§ **Set exercise**:
Please recast the lines below as a JSON list of strings, one string per line, with blank lines left out.

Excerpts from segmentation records
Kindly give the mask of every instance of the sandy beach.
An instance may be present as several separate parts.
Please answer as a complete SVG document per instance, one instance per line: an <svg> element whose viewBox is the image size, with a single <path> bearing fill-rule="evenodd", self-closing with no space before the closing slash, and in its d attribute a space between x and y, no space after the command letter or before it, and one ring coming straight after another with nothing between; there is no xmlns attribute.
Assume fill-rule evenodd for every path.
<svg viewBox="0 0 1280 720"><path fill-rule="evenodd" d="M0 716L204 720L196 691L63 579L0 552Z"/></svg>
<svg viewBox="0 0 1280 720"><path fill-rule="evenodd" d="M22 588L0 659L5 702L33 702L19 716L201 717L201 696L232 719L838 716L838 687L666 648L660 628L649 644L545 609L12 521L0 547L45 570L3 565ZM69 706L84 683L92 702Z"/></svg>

§ **Solved exercise**:
[
  "Kindly give the mask of every instance of the sandy beach.",
  "An instance may be present as several separate parts.",
  "Please answer as a complete SVG document per instance, one instance per line: an <svg> element whose viewBox is the image size, with a single <path> bearing fill-rule=\"evenodd\", self-closing with no space before the closing slash, and in its d attribute a space between x and y, no space after the command letter or before it, and one ring coming straight after another with nothing between; there is no xmlns attribute.",
  "Assume fill-rule evenodd for every path.",
  "<svg viewBox=\"0 0 1280 720\"><path fill-rule=\"evenodd\" d=\"M0 716L204 720L196 691L63 579L0 552Z\"/></svg>",
  "<svg viewBox=\"0 0 1280 720\"><path fill-rule=\"evenodd\" d=\"M22 588L0 659L5 702L33 702L19 716L201 717L201 696L232 719L838 716L838 687L666 648L660 628L649 644L545 609L12 521L0 547L45 570L3 565ZM69 706L84 683L92 702Z\"/></svg>"
]